# Task objective:
Rescale the lines of the listing between the lines holding "Target: tree line" and "792 154 L 756", inclusive, and give only those lines again in full with the requests left unchanged. In the answers, multiply every viewBox value and path coordinate by 1.65 and round each result to a whole number, rounding halves up.

[Segmentation data]

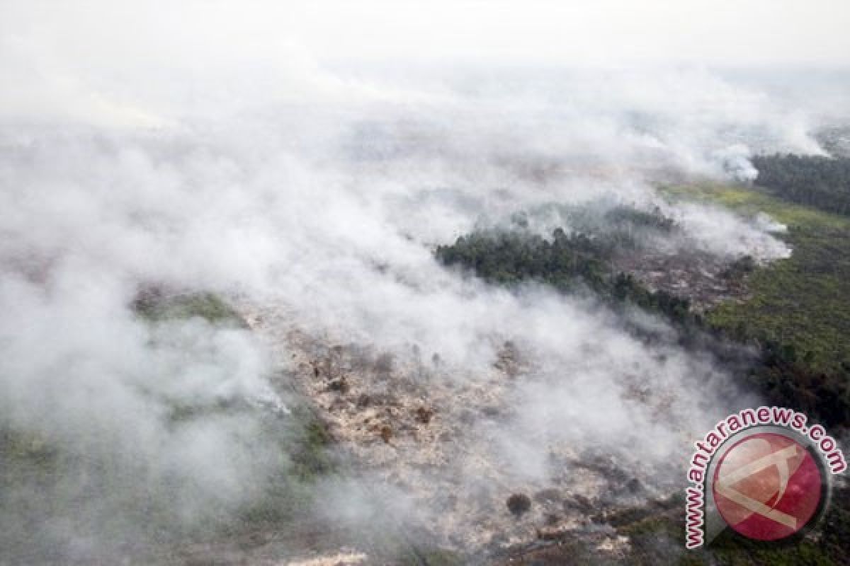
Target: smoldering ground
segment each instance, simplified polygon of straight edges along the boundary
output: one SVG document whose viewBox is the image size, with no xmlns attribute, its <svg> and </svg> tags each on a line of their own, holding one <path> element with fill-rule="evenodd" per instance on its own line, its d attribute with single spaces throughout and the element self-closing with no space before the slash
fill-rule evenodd
<svg viewBox="0 0 850 566">
<path fill-rule="evenodd" d="M 452 439 L 425 456 L 348 439 L 356 478 L 310 484 L 303 507 L 274 500 L 332 531 L 391 508 L 439 544 L 521 538 L 531 524 L 497 507 L 510 490 L 598 494 L 581 464 L 603 457 L 664 493 L 693 434 L 753 402 L 707 354 L 648 346 L 586 297 L 488 287 L 433 248 L 518 210 L 603 202 L 663 207 L 674 247 L 785 256 L 763 223 L 667 205 L 654 182 L 745 179 L 751 151 L 818 150 L 811 109 L 706 70 L 333 72 L 277 43 L 204 69 L 202 50 L 167 60 L 173 34 L 151 66 L 137 51 L 150 38 L 128 39 L 117 72 L 42 33 L 3 37 L 20 92 L 0 126 L 0 422 L 20 462 L 3 464 L 0 561 L 172 559 L 298 475 L 302 425 L 282 407 L 305 402 L 286 384 L 313 350 L 278 331 L 394 356 L 352 383 L 412 388 Z M 281 320 L 266 334 L 147 320 L 133 300 L 151 286 Z M 493 367 L 506 344 L 525 361 L 508 382 Z"/>
</svg>

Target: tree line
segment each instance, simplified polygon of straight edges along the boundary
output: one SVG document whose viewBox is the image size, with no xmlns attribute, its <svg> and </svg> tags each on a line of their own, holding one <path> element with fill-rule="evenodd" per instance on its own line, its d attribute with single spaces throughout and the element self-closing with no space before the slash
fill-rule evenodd
<svg viewBox="0 0 850 566">
<path fill-rule="evenodd" d="M 792 154 L 756 155 L 756 182 L 778 196 L 827 212 L 850 215 L 850 159 Z"/>
<path fill-rule="evenodd" d="M 536 281 L 564 293 L 593 293 L 615 311 L 634 305 L 659 314 L 678 330 L 680 345 L 710 350 L 769 402 L 803 411 L 828 427 L 850 428 L 850 363 L 823 372 L 793 345 L 711 327 L 691 311 L 687 299 L 650 291 L 632 275 L 616 272 L 610 262 L 615 250 L 615 244 L 604 237 L 568 235 L 558 228 L 551 241 L 523 233 L 473 233 L 439 246 L 435 255 L 491 284 L 515 288 Z M 751 262 L 745 258 L 739 263 L 746 265 L 734 264 L 730 271 L 749 271 Z M 755 346 L 758 355 L 753 360 L 730 345 Z"/>
</svg>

# Written reply:
Target: tree line
segment each instance, simplified polygon of straight edges along the boundary
output: one SVG document whose viewBox is the image size, with no xmlns attribute, its <svg> and </svg> tags each on a line of their own, holding one <path> element with fill-rule="evenodd" per instance on its own line, its d attribute with single spaces throughout and the element self-closing with no space before the slash
fill-rule evenodd
<svg viewBox="0 0 1403 934">
<path fill-rule="evenodd" d="M 1307 254 L 1247 256 L 1247 300 L 1284 323 L 1365 350 L 1403 355 L 1403 262 Z"/>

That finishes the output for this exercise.